-- SHORT EXERCISE --
Rewrite only the entries that begin at the line containing "One marker serves each instance of the purple" and stop after the line containing "(1252, 824)". Replace "orange saffron cloth" with "saffron-colored fabric" and keep everything else the same.

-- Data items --
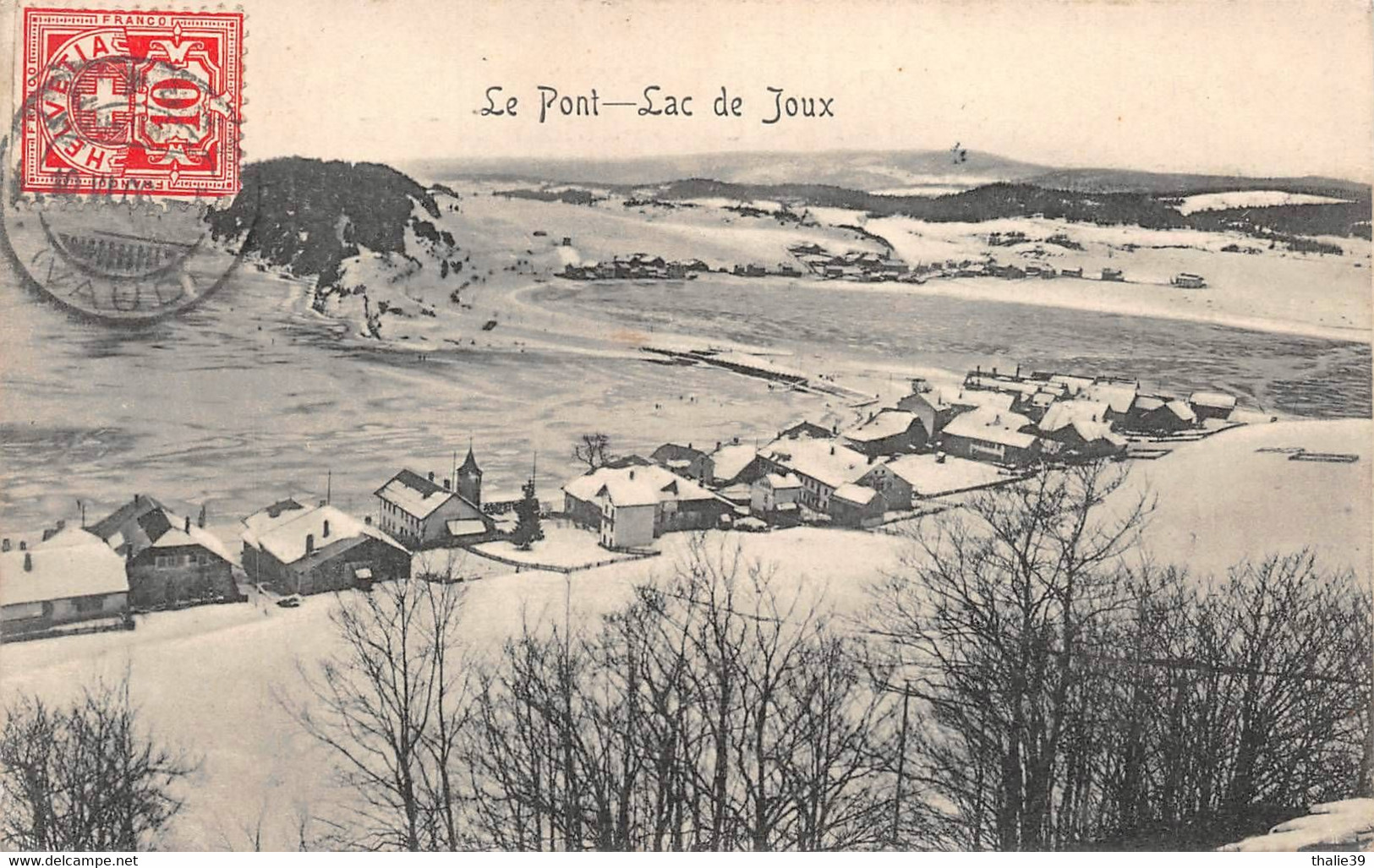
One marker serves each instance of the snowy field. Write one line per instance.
(212, 679)
(1249, 198)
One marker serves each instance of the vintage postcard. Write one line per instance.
(643, 424)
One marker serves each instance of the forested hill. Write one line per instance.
(309, 215)
(1021, 199)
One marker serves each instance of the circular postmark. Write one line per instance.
(121, 227)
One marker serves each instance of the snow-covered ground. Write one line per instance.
(1333, 826)
(213, 680)
(1249, 198)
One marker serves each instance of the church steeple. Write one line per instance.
(470, 478)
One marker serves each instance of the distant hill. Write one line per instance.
(1176, 184)
(309, 215)
(885, 172)
(868, 171)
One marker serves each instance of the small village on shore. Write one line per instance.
(879, 466)
(813, 261)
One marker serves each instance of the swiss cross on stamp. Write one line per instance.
(131, 102)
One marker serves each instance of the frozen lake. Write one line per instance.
(245, 400)
(248, 399)
(1285, 374)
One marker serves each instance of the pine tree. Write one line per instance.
(528, 529)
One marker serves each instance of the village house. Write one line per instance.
(989, 434)
(631, 507)
(417, 510)
(734, 463)
(1117, 395)
(775, 498)
(929, 406)
(820, 465)
(1081, 430)
(890, 432)
(686, 461)
(298, 549)
(910, 477)
(1213, 406)
(169, 560)
(857, 505)
(69, 578)
(1160, 415)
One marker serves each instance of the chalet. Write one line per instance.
(808, 429)
(857, 505)
(685, 461)
(1213, 404)
(69, 578)
(910, 477)
(775, 498)
(1117, 395)
(322, 549)
(734, 463)
(988, 434)
(890, 432)
(415, 510)
(1081, 430)
(633, 505)
(929, 406)
(1160, 415)
(169, 560)
(822, 466)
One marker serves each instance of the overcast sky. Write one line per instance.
(1256, 87)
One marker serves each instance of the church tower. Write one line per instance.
(470, 478)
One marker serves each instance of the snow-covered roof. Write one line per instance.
(1117, 396)
(635, 487)
(731, 459)
(930, 477)
(1213, 399)
(853, 492)
(413, 494)
(1064, 413)
(70, 565)
(983, 397)
(998, 384)
(286, 542)
(1182, 411)
(1073, 384)
(270, 516)
(996, 426)
(187, 533)
(826, 461)
(1092, 432)
(465, 527)
(886, 423)
(784, 481)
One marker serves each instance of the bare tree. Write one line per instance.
(84, 778)
(389, 707)
(709, 713)
(994, 621)
(1079, 696)
(594, 450)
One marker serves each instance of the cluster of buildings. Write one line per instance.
(853, 265)
(149, 556)
(639, 267)
(933, 443)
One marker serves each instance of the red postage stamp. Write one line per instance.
(138, 101)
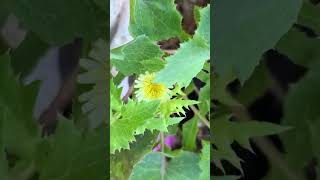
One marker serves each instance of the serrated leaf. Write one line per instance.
(133, 115)
(84, 156)
(182, 167)
(158, 124)
(204, 163)
(226, 132)
(175, 106)
(309, 16)
(137, 57)
(308, 52)
(244, 30)
(20, 131)
(302, 113)
(189, 59)
(157, 19)
(122, 162)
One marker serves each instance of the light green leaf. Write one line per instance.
(182, 167)
(158, 124)
(157, 19)
(137, 57)
(189, 59)
(20, 131)
(226, 132)
(133, 115)
(302, 113)
(95, 100)
(244, 30)
(299, 48)
(83, 155)
(175, 106)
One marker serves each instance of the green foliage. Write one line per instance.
(157, 19)
(226, 132)
(134, 117)
(195, 51)
(96, 75)
(137, 57)
(82, 152)
(243, 30)
(183, 166)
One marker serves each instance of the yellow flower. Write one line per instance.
(148, 90)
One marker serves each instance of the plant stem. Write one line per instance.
(163, 164)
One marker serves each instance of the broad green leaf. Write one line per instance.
(175, 106)
(157, 19)
(75, 155)
(133, 115)
(255, 86)
(189, 59)
(205, 161)
(302, 113)
(137, 57)
(59, 21)
(219, 88)
(244, 30)
(121, 163)
(299, 48)
(182, 167)
(226, 132)
(95, 101)
(158, 124)
(20, 131)
(27, 55)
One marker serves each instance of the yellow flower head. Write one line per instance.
(148, 90)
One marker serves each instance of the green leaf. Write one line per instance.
(157, 19)
(20, 131)
(27, 55)
(244, 30)
(226, 132)
(175, 106)
(95, 100)
(302, 113)
(299, 48)
(123, 162)
(189, 59)
(182, 167)
(59, 22)
(133, 116)
(204, 163)
(190, 131)
(73, 155)
(158, 124)
(137, 57)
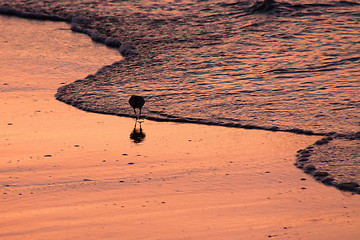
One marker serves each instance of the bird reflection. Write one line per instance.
(137, 135)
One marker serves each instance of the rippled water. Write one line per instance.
(292, 65)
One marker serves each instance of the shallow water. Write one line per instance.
(293, 66)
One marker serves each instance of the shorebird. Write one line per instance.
(137, 102)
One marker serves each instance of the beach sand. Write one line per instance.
(69, 174)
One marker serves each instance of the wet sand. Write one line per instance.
(69, 174)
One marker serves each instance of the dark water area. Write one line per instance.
(277, 65)
(280, 65)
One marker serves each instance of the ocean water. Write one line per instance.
(287, 65)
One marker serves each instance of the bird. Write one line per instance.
(136, 102)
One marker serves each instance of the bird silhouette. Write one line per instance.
(137, 102)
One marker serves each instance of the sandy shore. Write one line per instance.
(68, 174)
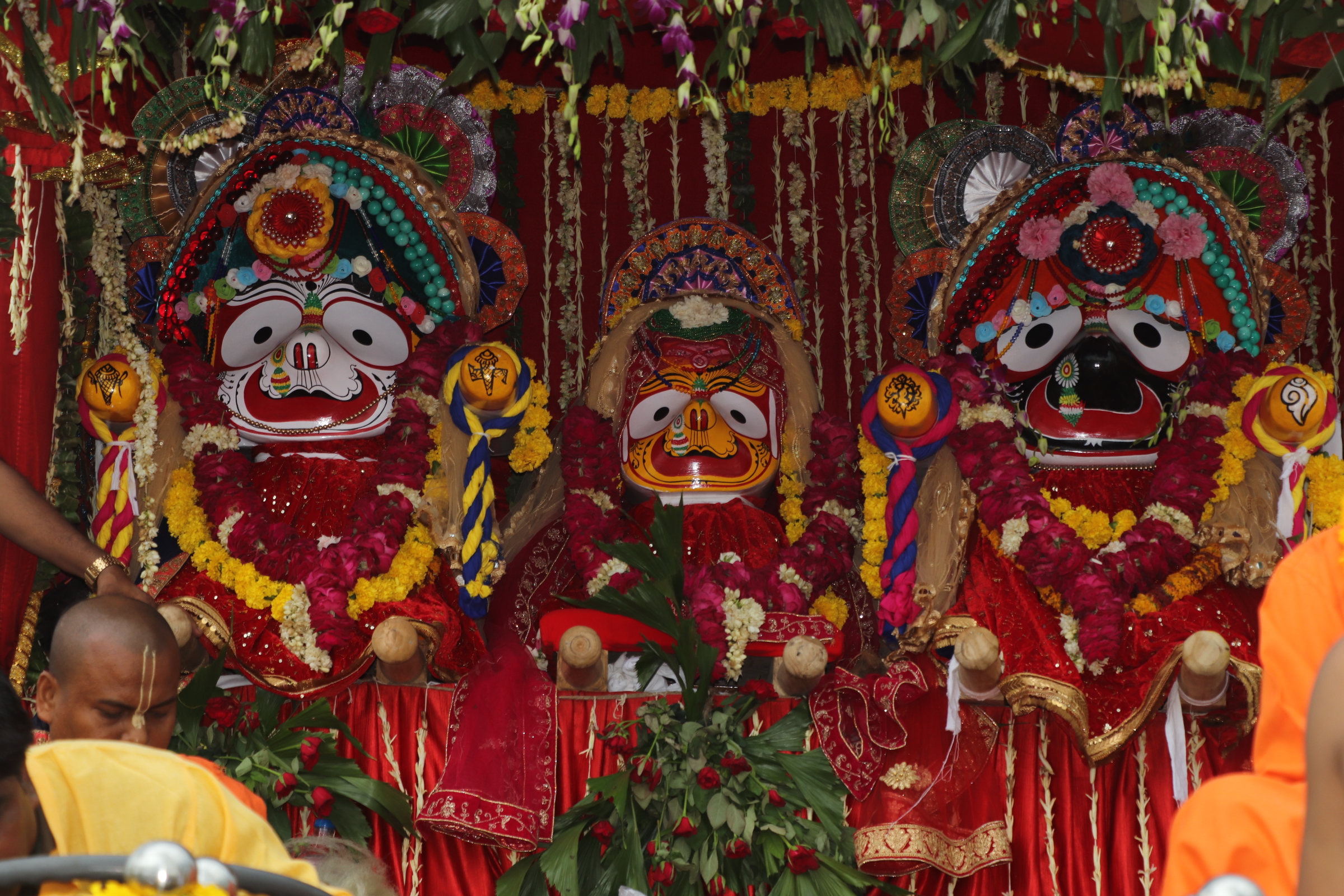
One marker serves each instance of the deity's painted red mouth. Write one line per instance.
(308, 409)
(1094, 423)
(699, 469)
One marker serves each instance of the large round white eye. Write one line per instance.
(1156, 344)
(259, 329)
(1040, 342)
(656, 413)
(368, 334)
(743, 416)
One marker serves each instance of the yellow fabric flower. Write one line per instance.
(295, 213)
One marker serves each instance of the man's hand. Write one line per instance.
(113, 582)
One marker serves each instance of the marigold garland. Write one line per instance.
(872, 464)
(1093, 527)
(533, 442)
(831, 606)
(1324, 489)
(791, 499)
(1206, 566)
(189, 524)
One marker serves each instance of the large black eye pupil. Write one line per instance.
(1039, 335)
(1148, 335)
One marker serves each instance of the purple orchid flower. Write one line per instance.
(675, 36)
(572, 14)
(1211, 23)
(656, 11)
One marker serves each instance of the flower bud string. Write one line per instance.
(480, 543)
(902, 526)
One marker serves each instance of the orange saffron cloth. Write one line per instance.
(1252, 824)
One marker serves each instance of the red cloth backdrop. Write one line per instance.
(30, 385)
(405, 730)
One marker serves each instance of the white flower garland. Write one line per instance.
(697, 311)
(791, 577)
(716, 167)
(848, 515)
(21, 268)
(1201, 409)
(743, 621)
(1014, 531)
(412, 494)
(297, 633)
(990, 413)
(226, 528)
(1069, 629)
(225, 438)
(119, 332)
(1173, 517)
(605, 573)
(601, 499)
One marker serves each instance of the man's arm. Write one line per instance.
(1323, 840)
(27, 520)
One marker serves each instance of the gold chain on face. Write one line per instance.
(315, 429)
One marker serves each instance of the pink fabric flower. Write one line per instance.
(1110, 184)
(1182, 237)
(1039, 238)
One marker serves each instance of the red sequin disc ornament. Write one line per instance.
(1110, 245)
(292, 217)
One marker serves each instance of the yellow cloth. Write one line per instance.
(106, 797)
(1253, 824)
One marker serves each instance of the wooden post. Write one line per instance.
(400, 659)
(581, 661)
(803, 664)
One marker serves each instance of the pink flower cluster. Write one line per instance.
(1039, 238)
(377, 523)
(1182, 237)
(1109, 183)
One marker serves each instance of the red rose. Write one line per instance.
(323, 801)
(286, 785)
(619, 740)
(377, 21)
(662, 874)
(736, 765)
(792, 27)
(803, 859)
(603, 830)
(646, 773)
(308, 752)
(738, 850)
(758, 689)
(720, 887)
(222, 711)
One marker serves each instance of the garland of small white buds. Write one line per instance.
(743, 621)
(119, 334)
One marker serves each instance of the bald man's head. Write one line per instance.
(112, 675)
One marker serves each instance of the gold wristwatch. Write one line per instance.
(99, 567)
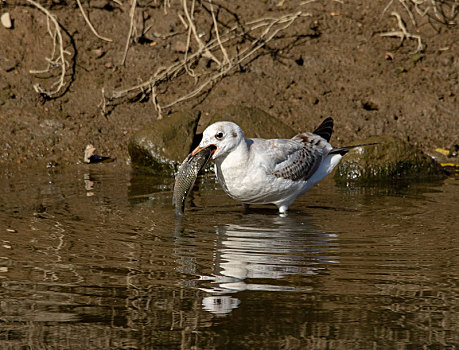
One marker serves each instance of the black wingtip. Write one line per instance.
(325, 129)
(343, 150)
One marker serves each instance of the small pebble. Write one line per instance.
(6, 20)
(179, 46)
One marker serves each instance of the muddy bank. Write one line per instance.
(325, 59)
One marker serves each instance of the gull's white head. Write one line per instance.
(222, 136)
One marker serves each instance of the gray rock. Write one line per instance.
(391, 159)
(164, 144)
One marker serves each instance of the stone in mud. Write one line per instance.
(163, 144)
(391, 159)
(253, 121)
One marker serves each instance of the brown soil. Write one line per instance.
(331, 63)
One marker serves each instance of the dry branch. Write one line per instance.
(269, 28)
(403, 33)
(90, 24)
(59, 61)
(131, 28)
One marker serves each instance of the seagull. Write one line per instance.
(270, 171)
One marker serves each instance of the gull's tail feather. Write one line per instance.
(343, 150)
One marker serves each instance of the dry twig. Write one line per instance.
(59, 61)
(403, 33)
(270, 28)
(131, 28)
(90, 24)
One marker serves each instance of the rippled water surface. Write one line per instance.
(93, 258)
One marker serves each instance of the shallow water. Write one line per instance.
(92, 257)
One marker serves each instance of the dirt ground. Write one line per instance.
(300, 61)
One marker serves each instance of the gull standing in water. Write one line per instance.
(263, 171)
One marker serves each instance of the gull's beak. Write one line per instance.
(196, 150)
(199, 149)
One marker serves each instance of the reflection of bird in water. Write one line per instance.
(277, 171)
(265, 249)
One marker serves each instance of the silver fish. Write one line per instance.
(186, 176)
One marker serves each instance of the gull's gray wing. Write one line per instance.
(295, 159)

-- RESPONSE TO THIS EXERCISE --
One marker serves each instance of the purple orchid flower. Write one line per instance.
(675, 36)
(572, 14)
(1211, 23)
(656, 11)
One marker serves each instance of the flower bud string. Write one line per instance.
(480, 543)
(902, 526)
One marker serves each instance of the saffron-colored fabric. Write one line per instance.
(1252, 824)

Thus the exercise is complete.